(Using the information)
**A.** Retype the passage from the BacTech bioleaching blog post from "It may sound" to "something potentially viable.", reproducing its wording precisely.
**B.** Carry on the blog post about BacTech's bioleaching work, picking up immediately after its final sentence.

(Selected excerpt)
Agoracom Blog

VIDEO – BacTech Bugs Eat Rocks Unlocking A Potential ~$30M Annual Gold Opportunity

Posted by AGORACOM-JC at 5:43 PM on Wednesday, April 8th, 2026

What if one of the most compelling ideas in mining could be summed up in a single concept: bacteria breaking down rock to release trapped metals?

It may sound unconventional, but it’s already being applied in real-world operations.

BacTech Environmental uses naturally occurring bacteria to process sulphide-rich material, unlocking gold, silver, and other metals that would otherwise remain difficult and costly to recover. These microorganisms act on the rock itself, triggering reactions that separate valuable metals without relying on high heat or chemical-intensive methods.

The approach shifts how certain types of material can be viewed, turning what was once uneconomic or overlooked into something potentially viable.

This is not theoretical. Bioleaching has been used in commercial plants in Australia, Tasmania, and China, with BacTech involved in building and operating multiple facilities over time.

The company is now advancing its flagship project in Tenguel, Ecuador. The fully permitted, construction-ready plant is expected to serve more than 100 small mines, providing a processing solution for material that few others are equipped to handle.

(Record excerpts)
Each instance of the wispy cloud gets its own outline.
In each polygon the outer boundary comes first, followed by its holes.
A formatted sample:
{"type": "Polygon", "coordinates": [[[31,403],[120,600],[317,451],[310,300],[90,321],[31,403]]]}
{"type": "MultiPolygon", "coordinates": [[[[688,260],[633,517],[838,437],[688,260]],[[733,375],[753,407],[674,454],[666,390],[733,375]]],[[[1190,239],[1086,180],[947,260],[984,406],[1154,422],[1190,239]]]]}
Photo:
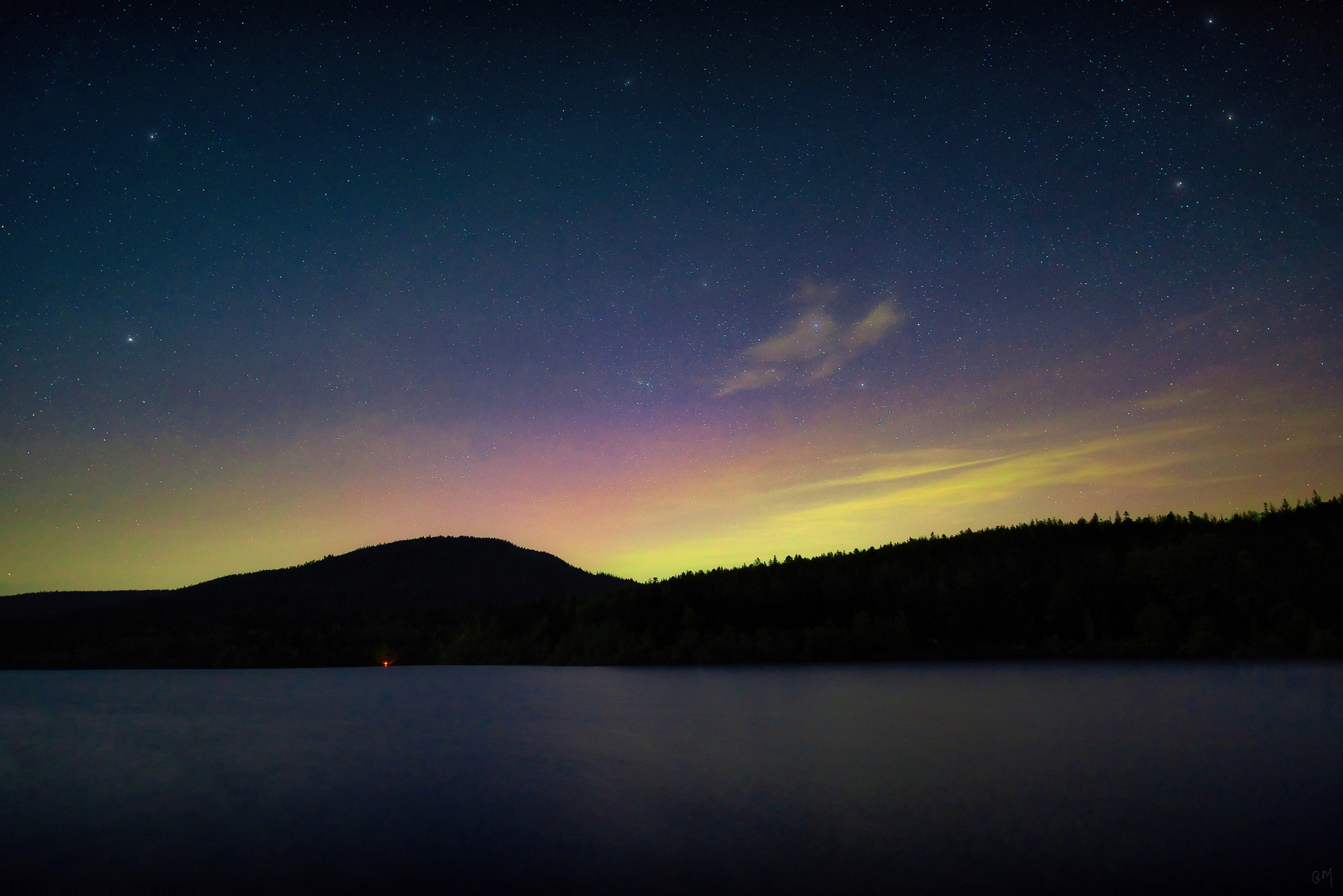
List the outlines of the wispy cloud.
{"type": "Polygon", "coordinates": [[[873,306],[853,324],[842,324],[834,310],[838,290],[806,286],[792,298],[806,306],[792,329],[747,348],[745,365],[724,377],[717,395],[795,382],[817,382],[878,345],[904,314],[893,300],[873,306]]]}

(Activity answers)
**A.**
It may sound unconventional, but it’s already being applied in real-world operations.

BacTech Environmental uses naturally occurring bacteria to process sulphide-rich material, unlocking gold, silver, and other metals that would otherwise remain difficult and costly to recover. These microorganisms act on the rock itself, triggering reactions that separate valuable metals without relying on high heat or chemical-intensive methods.

The approach shifts how certain types of material can be viewed, turning what was once uneconomic or overlooked into something potentially viable.

**B.**
WHAT YOU NEED TO KNOW

Bugs Eat: Bioleaching is a commercially established process, previously deployed in plants across Australia, Tasmania and China. BacTech’s 50 tpd Ecuador facility is designed to process material from over 100 small mines that currently lack viable treatment options.

Gold Math: Tenguel’s updated BFS outlines 30,900 oz/year of gold, a pre-tax NPV(5%) of US$60.7M and a 57.9% IRR at US$1,600/oz gold. With approximately US$22M in projected capex, annual earnings approach US$30M at higher gold prices.  Dr. Paul C. Miller, Ph.D., C.Eng., MIMM, is the Qualified Person.

Government Framework: An International Protection Agreement in Ecuador provides 12 years of tax relief and access to international arbitration, supporting project stability.

Zero Tailings: BacTech has filed patents on a process designed to convert mine waste into usable products like iron, fertilizer, and metals such as nickel and copper.

Global Waste: An estimated 80 billion tonnes of tailings exist globally, with roughly 12 billion tonnes added annually. BacTech is advancing a licensing model to address portions of this inventory.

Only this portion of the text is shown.